▸ **RECORDS SUPPLIED**:

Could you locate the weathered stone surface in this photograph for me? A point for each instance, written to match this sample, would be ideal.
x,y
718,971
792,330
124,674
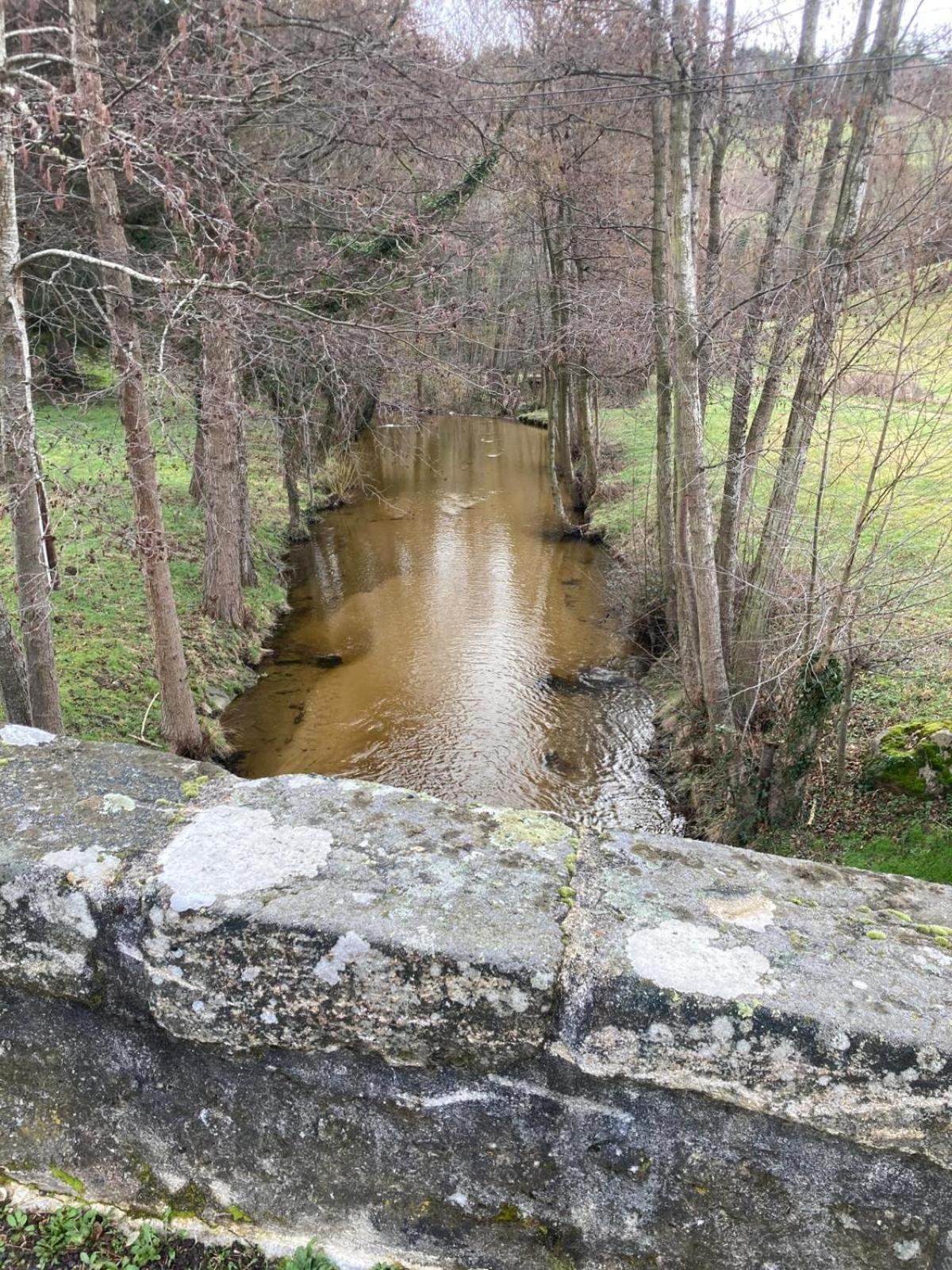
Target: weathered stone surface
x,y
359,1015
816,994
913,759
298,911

▸ **WRITTEN TASK**:
Rewrite every line of the material above, including the requests, but move each coordinate in the answers by -108 and leave the pictures out.

▸ **EXERCISE RESULT**:
Could you locate the weathered stone surface in this photograph for me? A point for each instance, written to match this sample, would be ideal.
x,y
718,971
792,330
124,674
Target: weathered stone surface
x,y
251,907
708,886
805,651
190,803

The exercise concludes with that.